**What the exercise asks**: From the line containing "Expected: one marker per instance of the dirt" to the very last line, repeat everything exactly and add nothing else. Skip the pictures.

**Data extract**:
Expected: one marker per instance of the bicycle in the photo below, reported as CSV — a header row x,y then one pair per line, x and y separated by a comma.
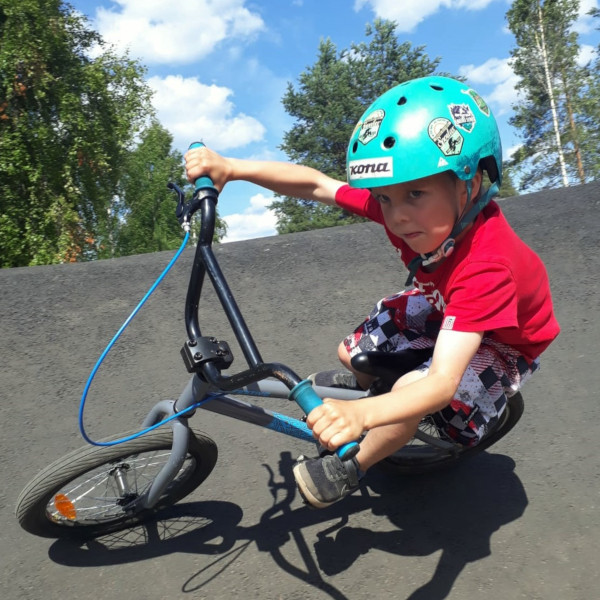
x,y
126,479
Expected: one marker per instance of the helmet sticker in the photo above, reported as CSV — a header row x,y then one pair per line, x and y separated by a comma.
x,y
446,137
370,168
481,105
463,116
370,126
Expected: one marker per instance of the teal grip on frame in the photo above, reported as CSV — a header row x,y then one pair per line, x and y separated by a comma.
x,y
203,183
304,395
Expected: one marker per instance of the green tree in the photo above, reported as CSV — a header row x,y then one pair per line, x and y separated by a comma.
x,y
66,122
553,116
329,99
144,212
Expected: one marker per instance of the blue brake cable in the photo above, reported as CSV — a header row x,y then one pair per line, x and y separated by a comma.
x,y
108,348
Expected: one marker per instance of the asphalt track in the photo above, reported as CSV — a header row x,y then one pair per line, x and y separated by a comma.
x,y
520,521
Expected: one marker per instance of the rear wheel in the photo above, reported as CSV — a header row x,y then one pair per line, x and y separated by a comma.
x,y
96,489
422,456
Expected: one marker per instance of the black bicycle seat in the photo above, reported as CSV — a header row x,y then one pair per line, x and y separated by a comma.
x,y
390,366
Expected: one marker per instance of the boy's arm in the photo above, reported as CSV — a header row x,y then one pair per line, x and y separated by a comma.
x,y
337,422
282,178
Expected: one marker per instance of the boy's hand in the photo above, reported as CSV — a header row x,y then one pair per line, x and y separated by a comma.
x,y
336,422
201,162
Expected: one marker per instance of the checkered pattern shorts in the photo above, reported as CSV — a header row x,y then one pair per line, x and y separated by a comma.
x,y
497,371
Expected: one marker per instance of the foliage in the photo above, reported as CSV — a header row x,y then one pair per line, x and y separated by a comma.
x,y
66,120
557,115
331,97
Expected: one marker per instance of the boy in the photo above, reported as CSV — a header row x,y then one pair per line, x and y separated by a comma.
x,y
480,297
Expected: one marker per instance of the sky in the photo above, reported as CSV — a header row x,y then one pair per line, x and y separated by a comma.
x,y
219,68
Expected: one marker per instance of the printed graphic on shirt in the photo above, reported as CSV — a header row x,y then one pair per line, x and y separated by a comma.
x,y
370,126
463,116
432,294
481,105
448,323
446,137
367,168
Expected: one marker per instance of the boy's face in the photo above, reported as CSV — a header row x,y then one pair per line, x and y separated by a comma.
x,y
423,212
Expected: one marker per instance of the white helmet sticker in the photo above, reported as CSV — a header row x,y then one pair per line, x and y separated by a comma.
x,y
371,168
370,126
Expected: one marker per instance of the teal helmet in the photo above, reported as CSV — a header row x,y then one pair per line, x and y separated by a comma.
x,y
423,127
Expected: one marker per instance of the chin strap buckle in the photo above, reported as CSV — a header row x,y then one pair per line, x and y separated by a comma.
x,y
446,249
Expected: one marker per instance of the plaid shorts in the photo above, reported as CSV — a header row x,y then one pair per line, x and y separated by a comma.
x,y
497,371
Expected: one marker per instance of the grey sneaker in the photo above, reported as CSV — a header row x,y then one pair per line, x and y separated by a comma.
x,y
323,481
335,378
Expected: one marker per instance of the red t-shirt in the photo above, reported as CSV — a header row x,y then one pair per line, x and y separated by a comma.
x,y
492,282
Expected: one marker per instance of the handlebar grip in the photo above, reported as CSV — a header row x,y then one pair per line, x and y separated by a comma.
x,y
304,395
205,182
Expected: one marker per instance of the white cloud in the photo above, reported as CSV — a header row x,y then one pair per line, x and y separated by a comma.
x,y
168,32
256,221
587,53
585,23
409,13
193,111
495,72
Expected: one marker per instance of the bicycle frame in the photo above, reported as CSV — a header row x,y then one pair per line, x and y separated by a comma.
x,y
205,357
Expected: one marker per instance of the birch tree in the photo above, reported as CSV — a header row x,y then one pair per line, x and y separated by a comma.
x,y
553,89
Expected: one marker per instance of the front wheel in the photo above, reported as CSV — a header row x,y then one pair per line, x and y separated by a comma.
x,y
95,489
422,456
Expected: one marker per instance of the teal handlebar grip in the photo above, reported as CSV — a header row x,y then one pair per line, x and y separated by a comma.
x,y
304,395
203,183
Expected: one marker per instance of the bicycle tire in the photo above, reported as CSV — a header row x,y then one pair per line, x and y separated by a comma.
x,y
424,458
86,478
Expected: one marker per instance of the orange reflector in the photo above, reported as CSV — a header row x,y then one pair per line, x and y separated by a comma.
x,y
65,507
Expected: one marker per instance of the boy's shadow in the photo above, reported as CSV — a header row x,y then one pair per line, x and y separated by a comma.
x,y
455,511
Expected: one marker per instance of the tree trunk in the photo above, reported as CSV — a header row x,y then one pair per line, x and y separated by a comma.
x,y
550,89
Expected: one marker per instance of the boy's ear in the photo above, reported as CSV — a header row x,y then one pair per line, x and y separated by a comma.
x,y
476,183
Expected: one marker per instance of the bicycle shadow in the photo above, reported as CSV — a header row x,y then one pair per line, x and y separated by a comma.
x,y
455,511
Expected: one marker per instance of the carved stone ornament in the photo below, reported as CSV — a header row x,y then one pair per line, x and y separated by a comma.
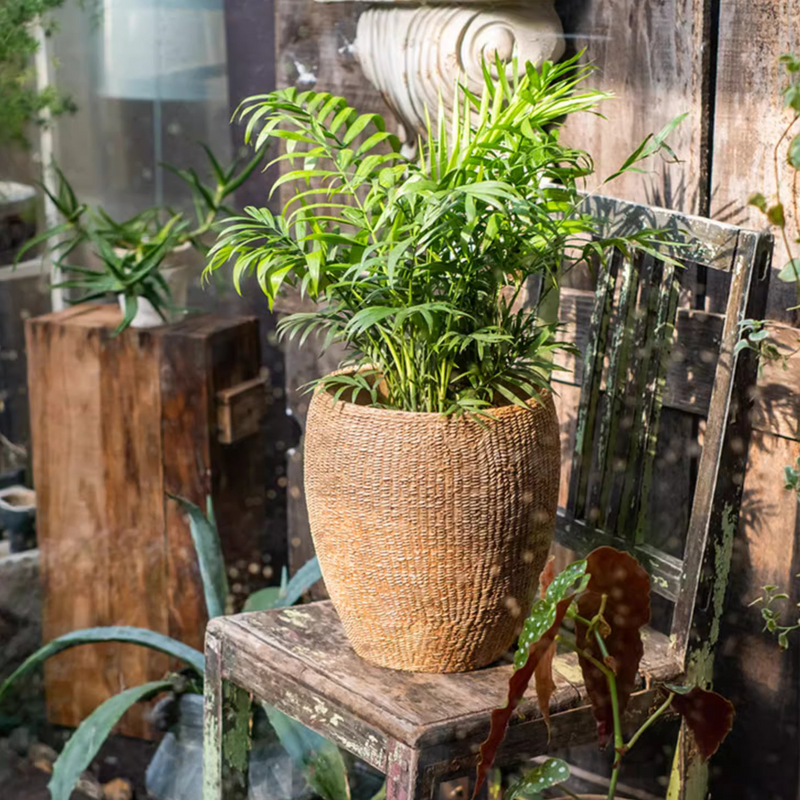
x,y
414,53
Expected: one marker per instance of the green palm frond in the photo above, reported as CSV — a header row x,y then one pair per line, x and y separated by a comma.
x,y
418,263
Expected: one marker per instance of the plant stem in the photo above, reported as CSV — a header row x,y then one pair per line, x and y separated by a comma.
x,y
649,721
619,742
777,173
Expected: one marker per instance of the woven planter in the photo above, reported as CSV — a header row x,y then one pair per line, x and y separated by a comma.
x,y
431,532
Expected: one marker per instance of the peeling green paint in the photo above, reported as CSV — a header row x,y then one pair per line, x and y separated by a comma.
x,y
689,776
236,736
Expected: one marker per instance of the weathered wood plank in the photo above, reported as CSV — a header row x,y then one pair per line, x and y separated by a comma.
x,y
594,356
777,400
23,294
226,737
115,419
134,485
760,680
655,58
64,374
692,364
240,410
749,120
665,570
300,660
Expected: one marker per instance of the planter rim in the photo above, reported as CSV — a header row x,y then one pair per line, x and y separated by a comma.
x,y
23,490
354,409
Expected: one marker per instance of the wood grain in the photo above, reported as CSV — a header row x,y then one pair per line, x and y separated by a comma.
x,y
130,400
749,120
654,57
306,647
117,422
64,374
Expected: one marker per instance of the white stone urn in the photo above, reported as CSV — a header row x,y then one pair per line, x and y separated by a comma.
x,y
415,52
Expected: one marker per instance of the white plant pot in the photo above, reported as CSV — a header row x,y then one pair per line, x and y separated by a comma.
x,y
177,278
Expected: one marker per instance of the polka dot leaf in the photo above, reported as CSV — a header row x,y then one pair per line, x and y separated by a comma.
x,y
546,775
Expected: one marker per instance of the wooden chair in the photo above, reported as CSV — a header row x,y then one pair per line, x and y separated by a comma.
x,y
421,729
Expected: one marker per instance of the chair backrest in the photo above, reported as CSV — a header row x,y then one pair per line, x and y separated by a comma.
x,y
645,350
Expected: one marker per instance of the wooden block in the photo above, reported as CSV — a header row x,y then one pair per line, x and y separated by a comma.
x,y
116,423
240,410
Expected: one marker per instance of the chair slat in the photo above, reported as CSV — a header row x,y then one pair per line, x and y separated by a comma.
x,y
643,358
590,390
615,388
654,397
665,570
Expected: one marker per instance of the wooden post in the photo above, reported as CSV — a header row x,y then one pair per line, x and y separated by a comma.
x,y
117,422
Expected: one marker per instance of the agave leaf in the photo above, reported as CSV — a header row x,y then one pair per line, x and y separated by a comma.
x,y
115,633
209,556
300,583
321,760
84,744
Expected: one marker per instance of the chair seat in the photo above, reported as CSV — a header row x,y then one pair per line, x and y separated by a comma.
x,y
300,660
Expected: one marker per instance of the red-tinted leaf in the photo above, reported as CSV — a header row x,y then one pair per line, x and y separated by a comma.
x,y
543,674
708,715
626,585
517,685
546,578
545,685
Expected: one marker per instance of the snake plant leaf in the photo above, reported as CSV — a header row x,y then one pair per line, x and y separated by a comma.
x,y
544,776
114,633
83,745
288,593
320,759
626,585
708,715
263,599
300,583
209,555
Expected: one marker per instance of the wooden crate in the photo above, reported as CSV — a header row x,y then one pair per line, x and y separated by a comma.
x,y
117,423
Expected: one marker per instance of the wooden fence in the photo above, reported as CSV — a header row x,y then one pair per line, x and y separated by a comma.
x,y
718,61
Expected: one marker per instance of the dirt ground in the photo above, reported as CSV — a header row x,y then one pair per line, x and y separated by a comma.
x,y
120,757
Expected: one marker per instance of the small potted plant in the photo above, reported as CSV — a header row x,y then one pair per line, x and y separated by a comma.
x,y
24,105
143,260
18,517
432,457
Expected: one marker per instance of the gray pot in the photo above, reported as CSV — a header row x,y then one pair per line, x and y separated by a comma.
x,y
18,517
17,217
176,771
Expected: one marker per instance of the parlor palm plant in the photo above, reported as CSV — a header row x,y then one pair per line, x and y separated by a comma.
x,y
418,264
432,459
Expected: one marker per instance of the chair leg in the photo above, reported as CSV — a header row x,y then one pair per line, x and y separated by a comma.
x,y
226,738
405,778
689,779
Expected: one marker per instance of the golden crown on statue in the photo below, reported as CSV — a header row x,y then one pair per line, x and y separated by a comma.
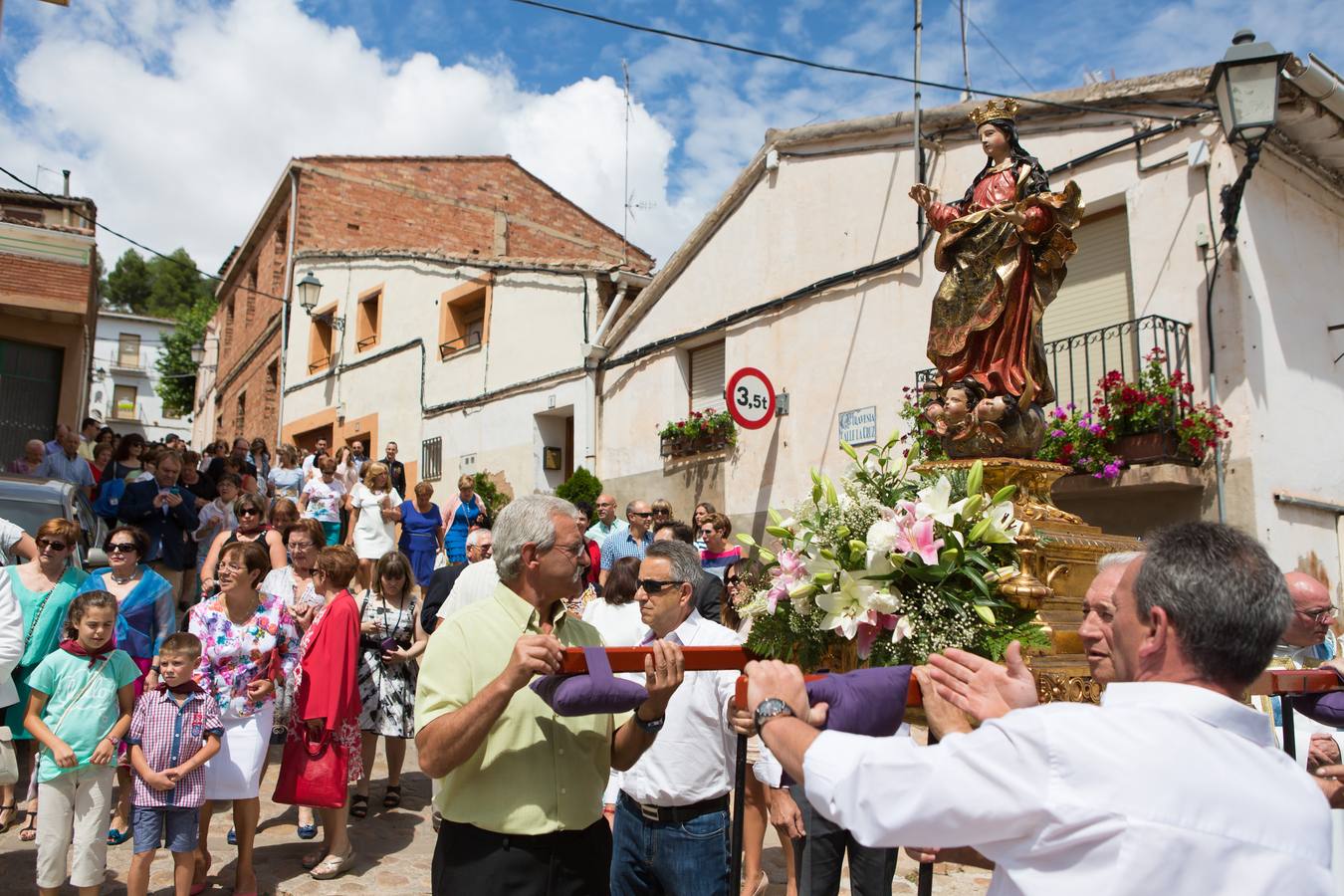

**Exercise result**:
Expected: one marker per instance of the dirt ground in the photo above, reported as CSV — a header row x,y then one pair per line, x and y separated by a comma.
x,y
120,757
Expected: one marker per instance of the small potted plant in the photo above, reported as CSV — a header row x,y then one pair per line, x and y separated by a comma.
x,y
24,105
143,260
18,517
432,457
Expected: one marker per instance of the gray pot in the photo above, reported as CSV — a header row x,y then one pair per line, x and y separated by a comma.
x,y
18,517
17,217
176,771
Expected: one marker per instance of the parlor palm plant in the photo above, reported as CSV — a header row x,y then one pair per line, x and y separated by a comma.
x,y
418,264
432,459
Expected: one marker per instance of the chair leg in the photo above, reported as CSV — a header row x,y then one pair per line, x and y separated by a comma.
x,y
226,738
405,778
689,779
Expected: one marker per instance of the golden crown on statue in the photo below, reported as CSV — a header row x,y then one pair per line, x and y separated by a comma.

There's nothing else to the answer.